§ Given request:
Please state how many lines of the entries below contain the word "sunglasses", and give only that number.

§ Stored records:
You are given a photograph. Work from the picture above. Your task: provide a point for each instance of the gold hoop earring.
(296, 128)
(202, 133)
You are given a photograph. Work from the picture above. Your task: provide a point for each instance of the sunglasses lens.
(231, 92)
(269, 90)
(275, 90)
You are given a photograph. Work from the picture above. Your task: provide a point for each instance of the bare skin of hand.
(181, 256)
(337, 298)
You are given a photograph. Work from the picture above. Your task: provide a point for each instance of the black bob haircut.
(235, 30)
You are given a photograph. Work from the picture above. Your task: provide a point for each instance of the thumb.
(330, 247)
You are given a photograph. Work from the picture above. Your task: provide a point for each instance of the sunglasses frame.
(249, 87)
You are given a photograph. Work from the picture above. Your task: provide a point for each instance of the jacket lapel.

...

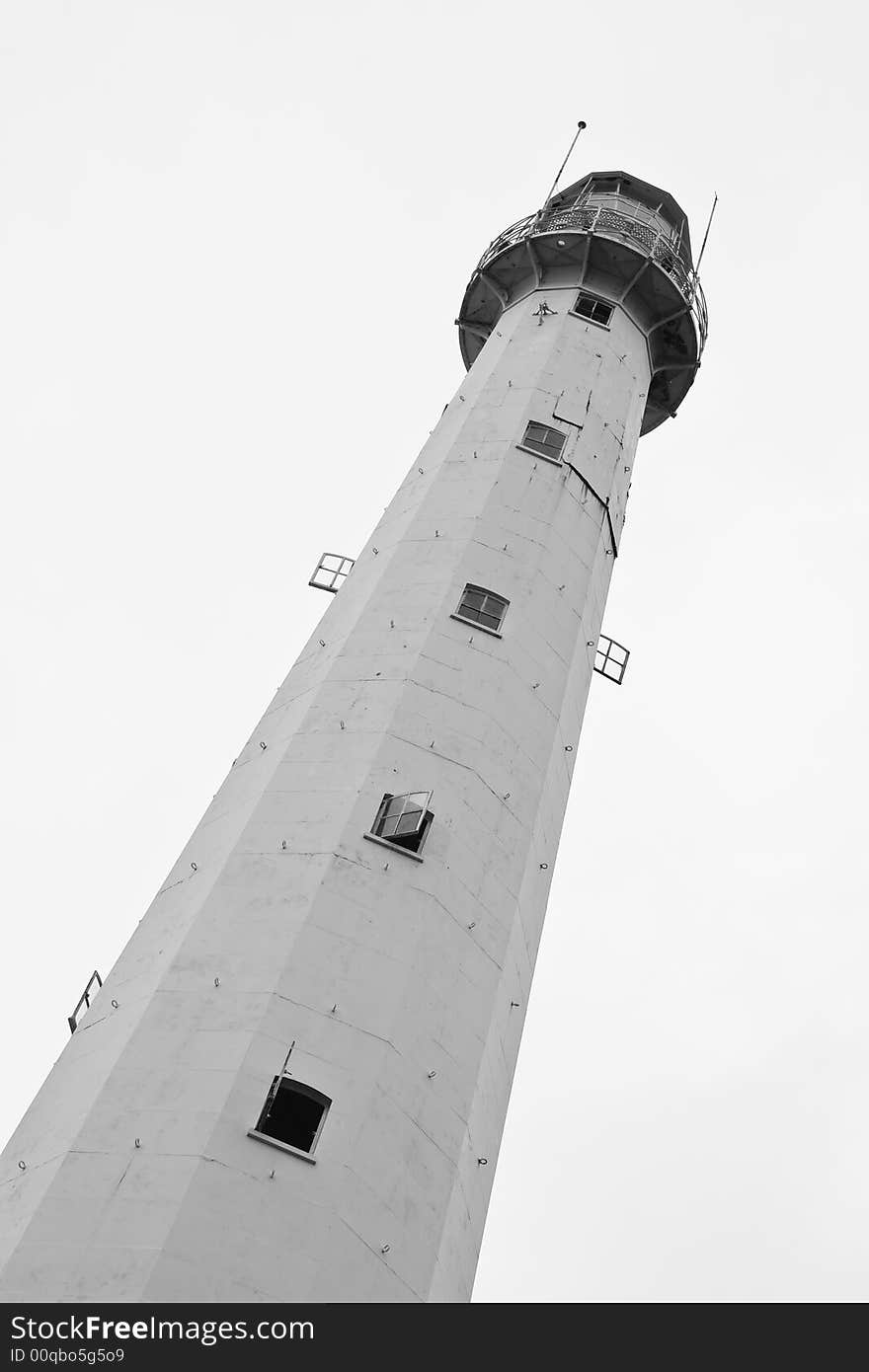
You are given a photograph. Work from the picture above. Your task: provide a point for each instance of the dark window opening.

...

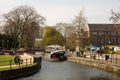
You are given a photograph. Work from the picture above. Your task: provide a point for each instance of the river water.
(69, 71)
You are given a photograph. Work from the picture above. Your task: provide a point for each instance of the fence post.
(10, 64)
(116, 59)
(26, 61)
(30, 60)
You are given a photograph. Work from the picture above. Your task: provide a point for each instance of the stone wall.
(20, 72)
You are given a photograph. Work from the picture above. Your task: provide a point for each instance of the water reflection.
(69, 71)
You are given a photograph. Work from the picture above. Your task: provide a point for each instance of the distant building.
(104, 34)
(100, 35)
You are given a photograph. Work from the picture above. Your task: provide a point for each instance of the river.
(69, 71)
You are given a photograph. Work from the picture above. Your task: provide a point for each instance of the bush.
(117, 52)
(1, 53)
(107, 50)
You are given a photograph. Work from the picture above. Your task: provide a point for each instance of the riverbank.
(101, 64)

§ Solution for this task:
2